What you will do. From the records below, extract every line that contains the word "cactus", and copy each of those lines in full.

Data records.
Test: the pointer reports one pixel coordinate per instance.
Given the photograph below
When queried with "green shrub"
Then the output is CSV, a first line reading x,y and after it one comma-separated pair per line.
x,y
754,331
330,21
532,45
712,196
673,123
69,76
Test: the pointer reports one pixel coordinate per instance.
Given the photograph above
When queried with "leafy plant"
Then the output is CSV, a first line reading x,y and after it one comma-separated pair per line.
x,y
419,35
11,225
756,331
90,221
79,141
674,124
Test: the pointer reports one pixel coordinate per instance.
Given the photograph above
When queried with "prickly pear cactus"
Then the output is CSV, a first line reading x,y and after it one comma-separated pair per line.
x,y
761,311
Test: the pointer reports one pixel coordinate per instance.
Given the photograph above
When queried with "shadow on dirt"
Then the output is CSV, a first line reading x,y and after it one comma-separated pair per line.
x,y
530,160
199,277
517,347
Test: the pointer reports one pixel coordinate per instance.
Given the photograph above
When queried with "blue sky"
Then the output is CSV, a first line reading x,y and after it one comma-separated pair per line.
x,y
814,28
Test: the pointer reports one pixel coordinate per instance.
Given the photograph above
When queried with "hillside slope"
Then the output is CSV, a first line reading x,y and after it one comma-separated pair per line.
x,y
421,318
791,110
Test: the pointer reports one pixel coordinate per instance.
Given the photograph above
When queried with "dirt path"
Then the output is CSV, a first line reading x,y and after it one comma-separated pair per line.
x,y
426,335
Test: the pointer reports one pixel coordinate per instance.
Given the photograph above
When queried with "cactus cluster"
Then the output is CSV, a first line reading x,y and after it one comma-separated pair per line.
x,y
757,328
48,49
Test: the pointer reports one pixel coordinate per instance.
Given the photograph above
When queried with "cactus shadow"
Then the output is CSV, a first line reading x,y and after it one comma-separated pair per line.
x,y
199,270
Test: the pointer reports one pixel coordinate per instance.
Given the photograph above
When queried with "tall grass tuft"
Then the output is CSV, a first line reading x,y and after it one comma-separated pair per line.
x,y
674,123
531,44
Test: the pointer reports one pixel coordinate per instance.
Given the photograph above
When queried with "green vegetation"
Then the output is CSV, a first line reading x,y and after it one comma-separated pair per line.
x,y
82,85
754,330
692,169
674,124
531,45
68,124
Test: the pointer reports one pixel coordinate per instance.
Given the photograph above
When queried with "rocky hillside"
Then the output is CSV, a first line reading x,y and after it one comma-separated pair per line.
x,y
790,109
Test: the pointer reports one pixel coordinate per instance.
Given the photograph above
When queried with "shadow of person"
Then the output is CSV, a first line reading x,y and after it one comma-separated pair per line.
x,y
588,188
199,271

The solution.
When queried with "prickly pear cactus"
When queried with "cactus cluster"
When queried with "cactus shadow"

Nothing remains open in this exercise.